• _TASK_
Starting with the line that holds "Keypoint placement: for each instance of the sky, put", copy out each remaining line of the listing below, up to and including the last one, and include nothing else.
:: RECORDS SHOWN ::
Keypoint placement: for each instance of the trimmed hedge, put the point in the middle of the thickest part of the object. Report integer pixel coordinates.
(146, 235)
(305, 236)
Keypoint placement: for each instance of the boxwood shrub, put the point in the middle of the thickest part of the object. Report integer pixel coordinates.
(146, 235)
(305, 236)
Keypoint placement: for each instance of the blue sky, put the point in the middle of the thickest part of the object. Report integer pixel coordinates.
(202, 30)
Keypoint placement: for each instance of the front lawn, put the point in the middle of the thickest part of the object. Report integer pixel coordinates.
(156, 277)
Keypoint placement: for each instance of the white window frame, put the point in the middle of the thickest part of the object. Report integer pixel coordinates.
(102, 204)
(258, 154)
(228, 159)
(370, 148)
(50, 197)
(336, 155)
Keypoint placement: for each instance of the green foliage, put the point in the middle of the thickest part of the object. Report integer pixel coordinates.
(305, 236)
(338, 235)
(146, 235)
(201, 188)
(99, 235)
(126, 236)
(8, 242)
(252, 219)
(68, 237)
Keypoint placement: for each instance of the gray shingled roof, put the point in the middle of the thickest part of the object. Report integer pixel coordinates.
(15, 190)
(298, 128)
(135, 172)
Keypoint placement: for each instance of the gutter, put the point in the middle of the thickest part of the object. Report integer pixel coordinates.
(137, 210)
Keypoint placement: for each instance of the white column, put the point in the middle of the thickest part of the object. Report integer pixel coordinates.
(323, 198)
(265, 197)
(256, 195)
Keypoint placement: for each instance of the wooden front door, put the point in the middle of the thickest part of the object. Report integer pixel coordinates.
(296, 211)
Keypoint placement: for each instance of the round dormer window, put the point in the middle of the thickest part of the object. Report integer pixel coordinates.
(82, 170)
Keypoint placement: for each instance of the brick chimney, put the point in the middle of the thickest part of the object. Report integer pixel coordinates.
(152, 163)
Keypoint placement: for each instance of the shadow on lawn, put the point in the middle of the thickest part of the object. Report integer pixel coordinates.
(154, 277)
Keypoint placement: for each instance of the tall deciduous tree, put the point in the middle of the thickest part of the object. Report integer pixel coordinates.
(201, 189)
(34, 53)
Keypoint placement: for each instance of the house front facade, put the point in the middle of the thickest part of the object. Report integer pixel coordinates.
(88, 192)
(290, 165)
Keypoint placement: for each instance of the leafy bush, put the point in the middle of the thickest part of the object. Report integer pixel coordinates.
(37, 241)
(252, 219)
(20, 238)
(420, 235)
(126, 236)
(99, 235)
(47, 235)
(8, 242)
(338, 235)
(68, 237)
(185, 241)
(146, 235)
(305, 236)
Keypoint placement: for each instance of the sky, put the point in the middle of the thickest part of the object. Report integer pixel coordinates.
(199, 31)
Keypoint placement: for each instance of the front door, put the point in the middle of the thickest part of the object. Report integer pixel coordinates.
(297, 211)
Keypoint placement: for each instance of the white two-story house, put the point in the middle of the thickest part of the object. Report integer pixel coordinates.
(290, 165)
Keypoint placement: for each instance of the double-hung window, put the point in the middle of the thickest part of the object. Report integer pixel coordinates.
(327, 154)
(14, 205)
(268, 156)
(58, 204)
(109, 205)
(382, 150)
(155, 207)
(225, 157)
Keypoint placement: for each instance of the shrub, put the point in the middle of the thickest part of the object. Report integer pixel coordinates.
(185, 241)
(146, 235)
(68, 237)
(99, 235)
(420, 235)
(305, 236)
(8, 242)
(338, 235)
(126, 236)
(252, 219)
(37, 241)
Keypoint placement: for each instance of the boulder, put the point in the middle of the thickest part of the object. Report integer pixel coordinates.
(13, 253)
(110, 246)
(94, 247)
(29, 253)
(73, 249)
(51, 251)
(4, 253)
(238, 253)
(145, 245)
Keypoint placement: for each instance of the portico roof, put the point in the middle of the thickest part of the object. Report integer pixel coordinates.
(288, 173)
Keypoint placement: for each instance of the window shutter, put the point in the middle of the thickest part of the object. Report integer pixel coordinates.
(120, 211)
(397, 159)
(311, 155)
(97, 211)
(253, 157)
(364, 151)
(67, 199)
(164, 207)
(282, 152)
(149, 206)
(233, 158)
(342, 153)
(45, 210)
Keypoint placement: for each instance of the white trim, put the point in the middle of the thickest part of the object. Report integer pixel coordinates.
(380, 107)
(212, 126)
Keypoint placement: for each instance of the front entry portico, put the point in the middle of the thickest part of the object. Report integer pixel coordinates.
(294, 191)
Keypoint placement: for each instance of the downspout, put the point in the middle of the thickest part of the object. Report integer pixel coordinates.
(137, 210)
:::
• _WRITTEN RESPONSE_
Keypoint placement: for each instance of the sky, put the point in the middle of the thickest part of the object. Report integer pixel coordinates.
(199, 31)
Keypoint placement: for each instance of the front door, put the point in the middle of the thickest part of the object. Report integer pixel coordinates.
(297, 211)
Keypoint placement: for each instance of the white two-story house, put the point in the middle of the thickest part of the object. Report integer pixel coordinates.
(290, 165)
Keypoint placement: for each instance of the double-hung window, put the point in the middle of the thickest part of the object. Report integer pixel coordinates.
(327, 154)
(14, 205)
(268, 156)
(58, 204)
(109, 205)
(382, 150)
(155, 207)
(225, 157)
Keypoint placement: for each instance of the shrub, put the point in the middle of the thickest part of the object. Report integer pixel coordinates.
(185, 241)
(146, 235)
(68, 237)
(99, 235)
(420, 235)
(305, 236)
(8, 242)
(338, 235)
(126, 236)
(252, 219)
(37, 241)
Keypoint placement: for each instance of the boulder, put the point in the middle of the thickest part of the object. Report integer pixel coordinates.
(13, 253)
(110, 246)
(94, 247)
(29, 253)
(73, 249)
(51, 251)
(4, 253)
(238, 253)
(145, 245)
Keypoint placement: for each instance of the portico roof, put the point in the middle of the thickest part of the object. Report integer pixel coordinates.
(288, 173)
Keypoint placement: for each instance of the window shutter, put the point in the middle of the thickest part of the object. Report integer pixel coordinates.
(120, 211)
(397, 159)
(311, 155)
(97, 211)
(253, 157)
(364, 151)
(67, 199)
(164, 207)
(282, 152)
(149, 206)
(233, 158)
(342, 153)
(45, 210)
Keypoint placement: for each instance of the white trim, put the point in the middle of the thickest part of the object. Report integer pixel coordinates.
(380, 107)
(212, 126)
Keypoint placement: for each instance of the front entry portico, put the point in the middle of the thickest part of the object. Report integer pixel coordinates.
(294, 191)
Keypoint placement: for each instance of the downspout, put the point in the middle of the thickest part of the object. Report integer pixel coordinates.
(137, 210)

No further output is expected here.